JOBS:
a. In the text on deploying Data Hub to Tomcat, what must be done before the WAR file can be deleted?
b. Carry on the text on deploying Data Hub to Tomcat from the point where it stops.

TEXT EXCERPT:

┄┄┄┄┄┄

1.5 Deploying Data Hub on Tomcat:-Data Hub can be deployed to Tomcat like any other WAR file. One option is to simply rename the Data Hub WAR file to datahub-webapp.war and copy it to the Tomcat webapps directory. The next time Tomcat starts, it explodes the WAR file automatically. Alternatively, you can use a context.xml file to customize the location and context path of the Data Hub WAR file. Using a custom context.xml is optional, but a context.xml file is the preferred method, because it keeps your Tomcat webapps directory unencumbered. You can find a full explanation how to use Tomcat's context.xml file at https://tomcat.apache.org/tomcat-7.0-doc/config/context.html.
If, for whatever reason, you want to delete the WAR file, you have to stop Tomcat first.
If you are deploying a new instance of datahub-webapp.war, you must manually delete the old exploded version contained in $CATALINA_BASE/webapps.
1.6 Configuring the Location of the local.properties File:-The local.properties file is used by the Data Hub to store configuration properties, and it must either exist in the classpath of Tomcat or be pointed to in the Tomcat context.xml file.
1.7 Deploying Data Hub Extensions on Tomcat
Data Hub extension JARs must be deployed so they are available to the web application class loader. One option is to copy extension JARs into the \WEB-INF\lib directory of the exploded Data Hub WAR file. Alternatively, you can use the context.xml file to add additional directories to be scanned for resources by the class loader. This allows you to keep your Data Hub extensions in a directory outside of the exploded Data Hub WAR.
Sample context.xml
In the example below, you create a datahub-webapp.xml and copy it to the $CATALINA_BASE/conf/<enginename>/<hostname> directory. Naming the file datahub-webapp.xml sets the context path to /datahub-webapp. You configure two directories in the virtualClasspath attribute:
·         config-dir is the directory where the local.properties file is placed
·         datahub-extensions is the directory where Data Hub extensions are placed


datahub-webapp.xml
<Context antiJARLocking="true"
docBase="/path/to/datahub/war/datahub-webapp-5.x.x.x-RCx.war"
reloadable="true">
<Loader className="org.apache.catalina.loader.VirtualWebappLoader"
virtualClasspath=
"/path/to/datahub/config-dir/;
/path/to/datahub/extensions-dir/*.jar" />
</Context>
There is one additional update needed regarding the uploaded datahub-webapp web application. You need to install the following extension jar files, while being careful to select versions compatible with your Data Hub version:
·         datahub-cleanup-5.7.0.2-RC2.jar (used to automatically cleanup the extraneous records in the Data Hub database - 5.7 only - refer toAutomated Elimination of Data Hub Auditing Related Database Records - 5.7)
·         csv-web-service-X.jar (for versions prior to 5.6)
·         pcm-apparel-raw-X.jar
·         pcm-apparel-canonical-X.jar
·         pcm-apparel-target-X.jar
These files are available from the Data Hub Solution Book. You need to restart the Tomcat server after installing any extension files.
You are going to configure other options that affect Data Hub. Tomcat needs to be restarted for each of these, so it is best to wait until all installation/configuration steps are complete before starting Tomcat to launch Data Hub.

┄┄┄┄┄┄

STORED ROWS:
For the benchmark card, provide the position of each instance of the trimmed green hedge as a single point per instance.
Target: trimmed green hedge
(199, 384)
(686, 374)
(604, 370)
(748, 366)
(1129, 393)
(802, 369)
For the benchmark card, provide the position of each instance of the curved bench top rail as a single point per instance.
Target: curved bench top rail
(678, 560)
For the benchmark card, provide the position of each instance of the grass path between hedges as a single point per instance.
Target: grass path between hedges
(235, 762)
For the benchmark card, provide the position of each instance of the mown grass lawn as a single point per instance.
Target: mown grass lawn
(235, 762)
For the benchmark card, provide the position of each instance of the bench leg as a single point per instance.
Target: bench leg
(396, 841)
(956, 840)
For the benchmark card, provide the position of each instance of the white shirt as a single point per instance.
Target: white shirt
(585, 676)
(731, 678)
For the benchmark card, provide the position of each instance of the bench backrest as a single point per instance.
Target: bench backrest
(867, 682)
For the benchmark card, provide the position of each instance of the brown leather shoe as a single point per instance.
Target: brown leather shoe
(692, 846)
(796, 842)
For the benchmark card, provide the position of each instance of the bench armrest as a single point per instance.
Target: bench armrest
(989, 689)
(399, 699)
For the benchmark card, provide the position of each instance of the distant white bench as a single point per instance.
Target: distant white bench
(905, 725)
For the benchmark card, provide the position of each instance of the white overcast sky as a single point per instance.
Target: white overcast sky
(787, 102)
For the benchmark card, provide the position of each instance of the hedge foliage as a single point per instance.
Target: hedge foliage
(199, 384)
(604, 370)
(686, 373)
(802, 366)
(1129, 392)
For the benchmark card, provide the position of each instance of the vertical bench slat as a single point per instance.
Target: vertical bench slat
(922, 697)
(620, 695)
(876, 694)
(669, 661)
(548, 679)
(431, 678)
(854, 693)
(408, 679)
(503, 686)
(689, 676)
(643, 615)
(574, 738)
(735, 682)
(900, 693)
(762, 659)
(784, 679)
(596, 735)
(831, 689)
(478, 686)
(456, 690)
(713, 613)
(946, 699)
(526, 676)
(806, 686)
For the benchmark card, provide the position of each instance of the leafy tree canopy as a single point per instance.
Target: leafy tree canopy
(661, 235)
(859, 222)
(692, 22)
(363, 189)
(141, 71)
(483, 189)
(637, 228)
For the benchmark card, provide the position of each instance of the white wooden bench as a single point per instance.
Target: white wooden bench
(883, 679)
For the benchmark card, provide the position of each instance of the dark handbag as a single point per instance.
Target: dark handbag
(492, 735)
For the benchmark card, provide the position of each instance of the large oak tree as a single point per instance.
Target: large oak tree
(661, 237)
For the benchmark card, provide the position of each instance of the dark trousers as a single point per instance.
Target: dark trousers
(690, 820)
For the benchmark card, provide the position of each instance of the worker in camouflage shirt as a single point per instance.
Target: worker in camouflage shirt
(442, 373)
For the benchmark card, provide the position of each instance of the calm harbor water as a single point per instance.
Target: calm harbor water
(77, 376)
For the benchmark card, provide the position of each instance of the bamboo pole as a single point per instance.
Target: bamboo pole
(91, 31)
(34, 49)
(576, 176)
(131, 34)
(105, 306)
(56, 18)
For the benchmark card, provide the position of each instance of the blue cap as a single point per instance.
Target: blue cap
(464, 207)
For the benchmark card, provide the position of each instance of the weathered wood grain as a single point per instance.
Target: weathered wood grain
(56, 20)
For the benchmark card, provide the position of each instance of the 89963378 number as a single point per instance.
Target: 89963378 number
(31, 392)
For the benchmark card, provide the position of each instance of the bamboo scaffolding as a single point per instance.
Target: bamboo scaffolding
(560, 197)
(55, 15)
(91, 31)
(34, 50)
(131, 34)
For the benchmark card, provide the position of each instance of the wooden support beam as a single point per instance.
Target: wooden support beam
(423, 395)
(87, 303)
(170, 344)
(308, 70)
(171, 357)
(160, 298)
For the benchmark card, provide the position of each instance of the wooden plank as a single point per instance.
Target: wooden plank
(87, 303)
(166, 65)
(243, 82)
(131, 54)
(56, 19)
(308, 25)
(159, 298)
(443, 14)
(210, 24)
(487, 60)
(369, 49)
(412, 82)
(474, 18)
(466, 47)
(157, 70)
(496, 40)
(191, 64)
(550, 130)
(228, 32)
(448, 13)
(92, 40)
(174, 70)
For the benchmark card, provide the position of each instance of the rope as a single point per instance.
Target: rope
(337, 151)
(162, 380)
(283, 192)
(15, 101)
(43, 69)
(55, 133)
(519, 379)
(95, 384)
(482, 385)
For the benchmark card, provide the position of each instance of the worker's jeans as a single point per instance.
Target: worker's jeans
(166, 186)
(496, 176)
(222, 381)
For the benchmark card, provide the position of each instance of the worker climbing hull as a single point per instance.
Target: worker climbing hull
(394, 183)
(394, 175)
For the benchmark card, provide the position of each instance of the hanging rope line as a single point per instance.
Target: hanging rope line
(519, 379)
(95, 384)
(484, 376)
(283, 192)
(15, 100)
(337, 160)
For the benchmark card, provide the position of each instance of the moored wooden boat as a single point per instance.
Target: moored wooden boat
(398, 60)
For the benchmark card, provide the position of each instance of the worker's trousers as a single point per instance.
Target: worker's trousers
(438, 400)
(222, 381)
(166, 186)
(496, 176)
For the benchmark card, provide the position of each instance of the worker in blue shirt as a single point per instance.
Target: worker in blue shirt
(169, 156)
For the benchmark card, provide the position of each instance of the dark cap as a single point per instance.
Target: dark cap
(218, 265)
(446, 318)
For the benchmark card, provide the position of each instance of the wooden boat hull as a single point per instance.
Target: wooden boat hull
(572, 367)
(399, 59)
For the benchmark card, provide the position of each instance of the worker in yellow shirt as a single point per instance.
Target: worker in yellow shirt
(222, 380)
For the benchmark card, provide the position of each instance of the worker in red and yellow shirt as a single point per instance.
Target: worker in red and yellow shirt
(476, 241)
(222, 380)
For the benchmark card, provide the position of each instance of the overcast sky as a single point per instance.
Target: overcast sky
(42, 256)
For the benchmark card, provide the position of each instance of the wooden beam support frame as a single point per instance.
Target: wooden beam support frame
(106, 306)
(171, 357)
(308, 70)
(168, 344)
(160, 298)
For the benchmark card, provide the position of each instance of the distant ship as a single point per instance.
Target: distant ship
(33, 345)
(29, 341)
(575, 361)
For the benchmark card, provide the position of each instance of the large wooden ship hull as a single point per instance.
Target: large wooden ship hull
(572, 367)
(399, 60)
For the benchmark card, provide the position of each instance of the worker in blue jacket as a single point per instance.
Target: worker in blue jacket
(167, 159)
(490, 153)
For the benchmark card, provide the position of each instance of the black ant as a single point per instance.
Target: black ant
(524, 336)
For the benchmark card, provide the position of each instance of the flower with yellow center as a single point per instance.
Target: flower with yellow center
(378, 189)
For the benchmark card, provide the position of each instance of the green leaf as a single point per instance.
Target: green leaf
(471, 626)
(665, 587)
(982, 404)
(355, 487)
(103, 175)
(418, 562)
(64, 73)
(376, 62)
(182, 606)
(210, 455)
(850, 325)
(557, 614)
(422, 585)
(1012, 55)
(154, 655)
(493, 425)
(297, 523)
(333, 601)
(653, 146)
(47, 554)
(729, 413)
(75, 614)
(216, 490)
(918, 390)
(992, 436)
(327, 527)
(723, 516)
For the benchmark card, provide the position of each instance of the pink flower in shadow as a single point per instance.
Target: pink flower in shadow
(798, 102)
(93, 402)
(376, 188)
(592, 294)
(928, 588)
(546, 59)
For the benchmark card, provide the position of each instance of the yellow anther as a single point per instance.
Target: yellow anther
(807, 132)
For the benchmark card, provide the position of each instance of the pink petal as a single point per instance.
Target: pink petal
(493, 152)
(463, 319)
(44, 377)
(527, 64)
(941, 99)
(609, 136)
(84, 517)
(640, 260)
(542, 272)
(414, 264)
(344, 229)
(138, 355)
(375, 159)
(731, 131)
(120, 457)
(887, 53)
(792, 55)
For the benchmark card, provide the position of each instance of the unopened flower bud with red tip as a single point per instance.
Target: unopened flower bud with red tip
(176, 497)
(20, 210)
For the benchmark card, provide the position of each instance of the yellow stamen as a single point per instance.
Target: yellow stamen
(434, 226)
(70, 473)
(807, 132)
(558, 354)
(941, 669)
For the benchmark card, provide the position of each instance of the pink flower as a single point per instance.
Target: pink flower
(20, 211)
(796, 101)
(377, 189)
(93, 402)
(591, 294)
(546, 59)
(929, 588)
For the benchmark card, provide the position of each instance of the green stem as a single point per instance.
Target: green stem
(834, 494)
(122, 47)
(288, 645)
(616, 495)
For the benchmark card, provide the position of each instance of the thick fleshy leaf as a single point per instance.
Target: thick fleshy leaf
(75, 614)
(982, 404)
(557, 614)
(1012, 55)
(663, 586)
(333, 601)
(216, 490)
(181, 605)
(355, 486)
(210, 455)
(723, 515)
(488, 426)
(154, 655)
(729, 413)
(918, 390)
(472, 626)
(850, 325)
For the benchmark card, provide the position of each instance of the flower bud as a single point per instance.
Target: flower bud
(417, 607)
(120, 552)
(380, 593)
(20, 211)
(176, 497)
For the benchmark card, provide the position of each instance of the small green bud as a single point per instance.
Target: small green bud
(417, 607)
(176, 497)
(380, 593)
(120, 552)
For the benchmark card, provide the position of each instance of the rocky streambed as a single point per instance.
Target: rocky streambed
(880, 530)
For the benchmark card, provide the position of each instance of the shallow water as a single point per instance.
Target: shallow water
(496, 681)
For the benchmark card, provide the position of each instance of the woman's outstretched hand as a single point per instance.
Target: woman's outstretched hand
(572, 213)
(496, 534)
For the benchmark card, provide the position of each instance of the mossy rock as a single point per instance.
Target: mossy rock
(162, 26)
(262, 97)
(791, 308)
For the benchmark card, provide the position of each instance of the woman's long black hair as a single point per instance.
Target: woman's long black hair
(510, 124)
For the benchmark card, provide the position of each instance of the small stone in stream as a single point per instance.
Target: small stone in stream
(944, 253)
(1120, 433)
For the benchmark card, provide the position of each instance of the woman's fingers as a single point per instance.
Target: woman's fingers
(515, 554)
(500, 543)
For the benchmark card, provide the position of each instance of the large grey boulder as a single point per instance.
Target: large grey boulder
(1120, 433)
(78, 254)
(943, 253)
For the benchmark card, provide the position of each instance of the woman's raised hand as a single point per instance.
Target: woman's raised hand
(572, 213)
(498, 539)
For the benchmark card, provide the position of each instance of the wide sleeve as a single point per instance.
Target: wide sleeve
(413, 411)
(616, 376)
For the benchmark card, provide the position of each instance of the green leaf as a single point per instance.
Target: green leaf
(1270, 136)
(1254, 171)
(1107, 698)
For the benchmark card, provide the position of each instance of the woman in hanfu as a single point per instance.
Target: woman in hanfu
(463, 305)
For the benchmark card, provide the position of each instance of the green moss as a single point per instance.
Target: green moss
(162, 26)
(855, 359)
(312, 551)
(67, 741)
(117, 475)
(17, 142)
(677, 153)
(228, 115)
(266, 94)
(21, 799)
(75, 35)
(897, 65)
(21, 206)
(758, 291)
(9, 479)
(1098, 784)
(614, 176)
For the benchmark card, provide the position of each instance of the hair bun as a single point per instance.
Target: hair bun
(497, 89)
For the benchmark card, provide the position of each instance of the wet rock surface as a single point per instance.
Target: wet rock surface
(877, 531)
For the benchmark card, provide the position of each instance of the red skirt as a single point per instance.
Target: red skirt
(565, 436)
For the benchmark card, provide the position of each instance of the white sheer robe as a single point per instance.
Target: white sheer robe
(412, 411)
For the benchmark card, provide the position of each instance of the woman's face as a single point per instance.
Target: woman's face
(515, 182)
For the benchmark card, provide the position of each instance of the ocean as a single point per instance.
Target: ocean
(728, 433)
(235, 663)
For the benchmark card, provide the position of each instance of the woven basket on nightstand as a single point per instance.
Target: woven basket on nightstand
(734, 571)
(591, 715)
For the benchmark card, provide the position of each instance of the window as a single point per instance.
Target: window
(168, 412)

┄┄┄┄┄┄

RESULTS FOR EACH TASK:
a. Tomcat must be stopped first.

b.
STEP2:-
 
Copy the Data Hub webapp war file from %hybris-home%/hybris/bin/ext-integration/datahub to the Tomcat webapps directory and start Tomcat. Stop Tomcat.
 
 
 
    STEP3-


  

Select the relational database you are going to use with Data Hub and configure Data Hub for it.
By default, when the datahub-webapp.war file is deployed, the application is configured to use the HSQL database. However, HSQL is not a supported database for production deployments.
By default, the Data Hub relies on a database instance with the name of 'integration' with an administrative user named 'hybris' with the password 'hybris'. The database needs to be created by the administrative user ('root') logging into the system. The 'hybris' user needs DBA rights and full schema privileges to the 'integration' database instance. You can use the following SQL statements to recreate this database between Data Hub runs to refresh the Data Hub database.
drop database integration;
create database integration;
By default, the kernel.autoInitMode is set to create-drop. If you are in a production environment, hybris recommends the kernel.autoInitMode property be set to update instead.
You need to configure your local.properties file for the appropriate database. To find the correct parameters for your database, see the associated database


You need to add the MySQL database driver to the Tomcat server's classpath. For example, mysql-connector-java-5.1.x-bin.jar would be placed in %TOMCAT_HOME%\lib directory.
After the Data Hub application is deployed in the web server, there is a module.properties file in the apache-tomcat-<version>/webapps/datahub-webapp/WEB-INF/classes directory. The values in the file can be superseded by a local.properties file, which you create to reflect your local Data Hub setup. The content of the local.properties file should reflect your database choice as is shown
 
in the example for MySQL below:-
local.properties Version 5.3 and 5.4
dataSource.driverClass=com.mysql.jdbc.Driver
dataSource.jdbcUrl=jdbc:mysql://localhost/integration?useConfigs=maxPerformance
dataSource.username=...
dataSource.password=...
#media storage
mediaSource.driverClass=com.mysql.jdbc.Driver
mediaSource.jdbcUrl=jdbc:mysql://localhost/integration?useConfigs=maxPerformance
mediaSource.username=...
mediaSource.password=...
local.properties Version 5.5 through 5.6
dataSource.className=com.mysql.jdbc.jdbc2.optional.MysqlDataSource
dataSource.jdbcUrl=jdbc:mysql://localhost/integration?useConfigs=maxPerformance
dataSource.username=...
dataSource.password=...

#media storage
media.dataSource.className=com.mysql.jdbc.jdbc2.optional.MysqlDataSource
media.dataSource.jdbcUrl=jdbc:mysql://localhost/integration?useConfigs=maxPerformance
media.dataSource.username=...
media.dataSource.password=...
local.properties Version 5.7 and higher


dataSource.className=com.mysql.jdbc.jdbc2.optional.MysqlDataSource

dataSource.jdbcUrl=jdbc:mysql://localhost/integration?useConfigs=

maxPerformance&rewriteBatchedStatements=true

dataSource.username=...

dataSource.password=...

You need to restart the Tomcat server for the changes to take effect.

By default, MySQL performs case-insensitive queries, which may be an issue in some cases.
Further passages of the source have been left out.